Вернемся в Истру. Конечно, городские власти и местная общественность обязаны заботиться о детях и строить ясли, сады, школы. Но можно ли, хотя бы как альтернативу, ставить вопрос: дети или законность. А ведь в конечном итоге была выдвинута именно эта альтернатива, правда, в замаскированной форме: интересы сорока детей либо притязания семьи Шумилиных. В сущности вопрос, которым мучились Раскольников и Иван Карамазов: можно ли убить старуху ради утверждения идеи, может ли смерть ребенка искупить страждущее человечество.
В философии и литературе можно по этому поводу писать трактаты и романы. Юриспруденция никаких толкований проблемы не допускает и совершенно недвусмысленно отвечает: должен торжествовать закон, торжествовать во что бы то ни стало, вопреки всему.
Древние юристы провозгласили лозунг «Пусть погибнет мир, но торжествует юстиция!», — лозунг, который, понимая его в буквальном смысле, многие склонны оспаривать. Но древние юристы не были глупцами. Они вовсе не пророчили гибель своему миру. Наоборот, они провозгласили тем самым великую истину: если будет торжествовать справедливость («юстиция» — в переводе с латинского — «справедливость»), если будет царить закон, мир в этом случае не погибнет.
Независимость судей, подчинение их только закону возведены у нас в ранг конституционного принципа. Высшее веление народа служителям правосудия — точно исполнять закон, не отступать от него ни при каких условиях, не поддаваться никаким влияниям и «давлениям», как бы сильны они ни были и от кого бы ни исходили. Карл Маркс говорил, что у судьи есть один начальник, которому он должен подчиняться, и этим единственным начальником является закон.
Конституционный принцип независимости судей и подчинения их только закону ни в какой мере не исключает партийного руководства. Но это руководство следует правильно понимать. Навязывание судьям своего мнения по конкретному делу, давление на них ничего общего не имеет с правильным пониманием роли партии в руководстве судебными органами.
--*--
*Список задач*.
1: Кого, согласно отрывку о законности, Карл Маркс называл единственным начальником судьи?
2: Перепишите дословно часть отрывка о законности от «Конституционный принцип независимости» до «руководстве судебными органами.».
3: Продолжите отрывок о законности, начав сразу после его последнего предложения.
Следующий далее листинг взят из другого источника.

Записи с координатной разметкой
--*--
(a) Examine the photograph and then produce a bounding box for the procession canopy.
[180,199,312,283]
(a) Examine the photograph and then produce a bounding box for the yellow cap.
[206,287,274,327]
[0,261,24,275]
--*--
*Ответы*.
1: Закон.

2:
Конституционный принцип независимости судей и подчинения их только закону ни в какой мере не исключает партийного руководства. Но это руководство следует правильно понимать. Навязывание судьям своего мнения по конкретному делу, давление на них ничего общего не имеет с правильным пониманием роли партии в руководстве судебными органами.

3:
В. И. Ленин в письме члену коллегии ВЧК по делу Шелехеса писал: «…Вы говорите: «за него хлопочут» вплоть до Ленина… Запрос, посланный мною, не есть ни «хлопоты», ни «давление», ни «ходатайство»… «Давление» есть незаконное действие». Владимир Ильич всегда боролся против местного влияния на суд и прокуратуру. В известном письме «О «двойном» подчинении и законности» он указывал, «что местное влияние является одним из величайших, если не величайшим противником установления законности и культурности».
Но что делать, в «прихожей» Правосудия всегда толпится публика. И она всегда в доступной ей мере будет стремиться повлиять на судей. Но все эти влияния, прямые и косвенные, безличные или определенные, уважающие закон, понимающие свой долг перед ним судьи должны отбрасывать бестрепетно и категорически. В этом их святой долг перед совестью и законом.
Сущность Советской власти заключается в том, чтобы в интересах народа (а соблюдение закона — его высочайший интерес) подчинить закону все лица и учреждения, от которых в той или иной степени зависит благосостояние, честь и достоинство человека. И сами органы власти прежде всего должны подчиняться закону, строжайше следовать его велениям. Тут нет унижения органа власти, ибо демократия, от которой идет наша власть, и закон — две стороны медали которые теряют всякий смысл, оставшись в одиночестве.
СЛУЧАЙ В ВОЛЬСКЕ
Как-то в городе Вольске Саратовской области произошел довольно забавный случай. Приехал я в город утром, а к вечеру того же дня попал в милицию. Честное слово, ни за что.
Судите сами. Закончив свои дела, часов около восьми я пошел ужинать в ресторан с оригинальным для такого учреждения названием — «Цемент». Сделав заказ, развернул «Неделю». Несколько раз мимо прошла официантка, бросая на меня странные взгляды. Потом подсела ко мне и говорит:
— Гражданин, вы что читаете?
Судя по интонации ее голоса, работница общепита очень поверхностно изучала правила хорошего тона.
— А, собственно, почему это вас интересует? — осведомился я.
— Покажите-ка мне газету.
— Может быть, вам лучше заняться своим делом? Может быть, вы подадите мне ужин?
— Вы обязаны показать. И вообще, кто вы такой?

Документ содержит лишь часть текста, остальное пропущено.